**YOUR OBJECTIVE**
Begin at the line that has "of the beard." and stop at the end of the material, writing out every line again, requests included. Shift each pin coordinate by -56, applied to both the x and y values.

----- TASK INPUT -----

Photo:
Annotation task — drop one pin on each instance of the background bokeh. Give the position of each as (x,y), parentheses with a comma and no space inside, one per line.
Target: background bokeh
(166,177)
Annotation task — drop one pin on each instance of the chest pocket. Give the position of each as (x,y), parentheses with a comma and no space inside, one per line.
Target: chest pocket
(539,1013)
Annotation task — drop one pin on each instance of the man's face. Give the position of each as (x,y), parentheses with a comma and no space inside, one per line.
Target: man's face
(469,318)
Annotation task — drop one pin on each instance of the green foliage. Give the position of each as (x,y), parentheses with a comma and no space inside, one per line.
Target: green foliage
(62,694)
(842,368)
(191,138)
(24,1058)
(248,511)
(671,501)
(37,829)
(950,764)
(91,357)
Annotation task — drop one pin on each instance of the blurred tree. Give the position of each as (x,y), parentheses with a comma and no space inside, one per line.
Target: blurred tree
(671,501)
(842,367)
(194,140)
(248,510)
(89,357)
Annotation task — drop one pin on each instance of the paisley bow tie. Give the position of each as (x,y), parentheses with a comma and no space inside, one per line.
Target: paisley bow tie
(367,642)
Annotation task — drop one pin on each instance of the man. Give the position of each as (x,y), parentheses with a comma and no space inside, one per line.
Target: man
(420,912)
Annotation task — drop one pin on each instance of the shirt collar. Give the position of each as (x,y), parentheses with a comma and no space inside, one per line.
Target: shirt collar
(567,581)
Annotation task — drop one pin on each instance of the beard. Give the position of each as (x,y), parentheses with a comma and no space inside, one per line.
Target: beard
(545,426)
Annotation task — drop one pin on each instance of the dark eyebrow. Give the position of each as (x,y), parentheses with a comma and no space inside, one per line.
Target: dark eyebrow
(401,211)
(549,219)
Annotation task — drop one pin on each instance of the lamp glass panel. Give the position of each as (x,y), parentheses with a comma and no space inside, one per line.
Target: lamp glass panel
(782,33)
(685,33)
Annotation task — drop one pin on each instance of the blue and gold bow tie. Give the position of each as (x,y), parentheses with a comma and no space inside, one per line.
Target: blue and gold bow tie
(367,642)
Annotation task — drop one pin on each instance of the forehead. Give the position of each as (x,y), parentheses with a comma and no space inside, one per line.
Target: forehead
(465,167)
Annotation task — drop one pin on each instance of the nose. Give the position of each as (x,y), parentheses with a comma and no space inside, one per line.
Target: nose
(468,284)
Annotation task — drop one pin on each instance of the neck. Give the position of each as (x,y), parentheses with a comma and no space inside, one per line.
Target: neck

-----

**ANSWER TO THIS EXERCISE**
Annotation task — drop one pin on each instance of the beard. Give the position of each as (x,y), parentheses with a comma and no space inside, one per line.
Target: beard
(489,370)
Annotation task — drop one pin on each instance of the dark eyebrow. Give the position of each as (x,y), parentheses with a comma and no space inside, one per line.
Target: dark eyebrow
(345,155)
(493,163)
Annotation task — drop one pin on each instance of the lamp glass panel. Give the position of each as (x,y), parentheses with a comma and no space inside, one per line.
Target: lamp glass panel
(726,-23)
(629,-23)
Annotation task — drop one pin on each instance of the blue and gold bow tie. Give the position of each as (x,y), parentheses with a comma and no space inside, one per line.
Target: blue and gold bow tie
(311,586)
Annotation task — drop one pin on each instance of the forehead. Give the position of each as (x,y), parentheses with a comma and no space inside, one per line.
Target: forehead
(409,111)
Annotation task — drop one pin on each instance of the nose. Give the position of each as (x,y), parentheses with a comma and no space inside, one per line.
Target: nose
(412,228)
Annotation task — drop one pin on each instance of the neck. Give the position of each as (x,y), parentheses with a comma and no space inside, one per line.
Target: neck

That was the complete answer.